Last night I disconnected the stove from the horizontal exhaust (it goes directly outside and is only about 2 feet long. I cleaned out a lot of soot that was sitting in the part that connects the exhaust pipe to the blower. I also cleaned and scraped the entire stove, removed the photo eye and filter for cleaning, and replaced the 1/2" nylon gasket that goes around the front of the stove. Last night I ran it and noticed that the damper didn't really have much of an effect on the burn rate. The stove continues to burn a orange lazy flame and spill over the Ultra grate while on medium and high.

I use the premium Dry Creek pellets. Does anyone have any suggestions? I've double checked everything that the manual suggests and I am getting very frustrated. It is a very simple machine and just doesn't want to work correctly.
 
So you cleaned the entire stove, did you remove and clean the combustion blower fan? The cavity it sat in and the exhaust path from there back through the heat exchanger, burn pot and air intake?

Pile up is usually caused by lack of combustion air.

Every single part of that stove from air intake to the exhaust vent cap included needs to be clear some of this is out of sight. Also if you used an incorrect sized gasket around that door you can have an air leak that result in less air being pulled through the burn pot.
 
I didn't remove the fan itself. I'll do that now. I think I used the correct sized gasket, but the directions were poor and I ended up with a lot of extra nylon. I'm guessing that I shouldn't have pulled the nylon so tight, it lost a lot of its circumference. I also didn't have anything to seal where the stove connected to the exhaust. I just purchased some high temp silicone, I'll seal that now.

- What to work on
1. Answer these questions about the pellet stove discussion.
(a) What pellets does the stove owner use?
(b) What is pile up usually caused by?
(c) What size is the nylon gasket that goes around the front of the stove?
2. Reproduce the part of the pellet stove discussion starting with "I use the premium" and going on through "and air intake?".
3. Write the next part of the pellet stove discussion, picking up after its final sentence.

- Records shown
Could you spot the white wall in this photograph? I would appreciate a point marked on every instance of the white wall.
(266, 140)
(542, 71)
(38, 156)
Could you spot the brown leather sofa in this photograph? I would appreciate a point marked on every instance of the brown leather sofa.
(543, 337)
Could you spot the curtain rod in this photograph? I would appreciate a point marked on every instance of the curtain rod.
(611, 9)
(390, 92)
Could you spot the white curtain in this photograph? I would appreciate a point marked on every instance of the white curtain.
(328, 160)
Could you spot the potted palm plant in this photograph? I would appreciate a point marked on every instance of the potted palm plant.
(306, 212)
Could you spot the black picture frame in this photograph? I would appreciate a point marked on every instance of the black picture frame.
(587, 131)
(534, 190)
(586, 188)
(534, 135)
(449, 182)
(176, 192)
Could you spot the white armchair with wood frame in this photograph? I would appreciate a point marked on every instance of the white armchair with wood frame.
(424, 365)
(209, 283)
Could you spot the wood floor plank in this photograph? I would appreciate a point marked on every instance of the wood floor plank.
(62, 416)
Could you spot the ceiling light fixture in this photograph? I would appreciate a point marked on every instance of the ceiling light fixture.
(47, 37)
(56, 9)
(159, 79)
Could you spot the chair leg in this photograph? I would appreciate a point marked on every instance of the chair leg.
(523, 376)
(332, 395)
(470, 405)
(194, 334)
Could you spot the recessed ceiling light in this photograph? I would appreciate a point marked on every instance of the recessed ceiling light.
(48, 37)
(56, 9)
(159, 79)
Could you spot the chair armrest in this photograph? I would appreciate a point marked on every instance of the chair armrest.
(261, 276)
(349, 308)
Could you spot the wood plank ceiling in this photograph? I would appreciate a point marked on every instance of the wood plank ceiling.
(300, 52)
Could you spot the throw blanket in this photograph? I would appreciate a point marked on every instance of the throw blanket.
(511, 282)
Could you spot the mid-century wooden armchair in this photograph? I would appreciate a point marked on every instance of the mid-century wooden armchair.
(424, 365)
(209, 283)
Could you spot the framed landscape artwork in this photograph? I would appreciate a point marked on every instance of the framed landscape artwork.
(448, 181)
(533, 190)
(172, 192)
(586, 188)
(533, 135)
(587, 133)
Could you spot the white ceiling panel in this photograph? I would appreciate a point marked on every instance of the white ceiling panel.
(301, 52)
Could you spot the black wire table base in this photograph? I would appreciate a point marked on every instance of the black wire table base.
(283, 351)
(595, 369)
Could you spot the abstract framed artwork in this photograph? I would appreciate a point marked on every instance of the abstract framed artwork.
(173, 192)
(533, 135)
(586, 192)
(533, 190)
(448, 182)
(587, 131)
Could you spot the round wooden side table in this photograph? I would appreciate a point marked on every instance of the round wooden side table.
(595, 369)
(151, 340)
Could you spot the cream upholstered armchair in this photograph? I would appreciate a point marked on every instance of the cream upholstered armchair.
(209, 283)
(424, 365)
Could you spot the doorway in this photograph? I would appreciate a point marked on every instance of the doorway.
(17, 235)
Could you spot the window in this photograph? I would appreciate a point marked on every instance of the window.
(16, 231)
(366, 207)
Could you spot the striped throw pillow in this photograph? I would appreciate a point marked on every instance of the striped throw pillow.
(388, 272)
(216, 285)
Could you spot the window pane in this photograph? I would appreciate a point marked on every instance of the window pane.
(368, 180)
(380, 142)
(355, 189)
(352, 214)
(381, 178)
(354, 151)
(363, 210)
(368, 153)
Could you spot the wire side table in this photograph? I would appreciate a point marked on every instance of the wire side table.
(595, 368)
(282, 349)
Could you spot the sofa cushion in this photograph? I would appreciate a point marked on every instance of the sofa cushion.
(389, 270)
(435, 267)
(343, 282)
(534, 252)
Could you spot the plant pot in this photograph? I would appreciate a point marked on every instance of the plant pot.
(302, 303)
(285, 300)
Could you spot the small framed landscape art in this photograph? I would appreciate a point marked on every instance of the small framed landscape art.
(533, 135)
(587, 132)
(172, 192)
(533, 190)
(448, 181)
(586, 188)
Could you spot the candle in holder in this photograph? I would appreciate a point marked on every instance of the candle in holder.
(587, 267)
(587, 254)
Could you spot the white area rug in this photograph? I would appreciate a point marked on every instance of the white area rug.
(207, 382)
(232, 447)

- The replies
1.
(a) The premium Dry Creek pellets.
(b) Lack of combustion air.
(c) 1/2 inch.

2.
I use the premium Dry Creek pellets. Does anyone have any suggestions? I've double checked everything that the manual suggests and I am getting very frustrated. It is a very simple machine and just doesn't want to work correctly.
 
So you cleaned the entire stove, did you remove and clean the combustion blower fan? The cavity it sat in and the exhaust path from there back through the heat exchanger, burn pot and air intake?

3.
 
Be certain you have a gasket ready when you remove that combustion blower as it is very likely the old one will be destroyed in the process.
 
yaemish said:
I didn't remove the fan itself. I'll do that now. I think I used the correct sized gasket, but the directions were poor and I ended up with a lot of extra nylon. I'm guessing that I shouldn't have pulled the nylon so tight, it lost a lot of its circumference. I also didn't have anything to seal where the stove connected to the exhaust. I just purchased some high temp silicone, I'll seal that now.

Yes, for future reference, when you install rope gasketing, you do not pull it at all....just glue in place as it is normally.

As for the sealing of the exhaust pipe to the stove, you DO have an appliance adapter on the stove exhaust pipe, and the rest of the pipe connects to that, correct? Any idea what brand pipe it is? Maybe you could post a pic or 2 of the connection.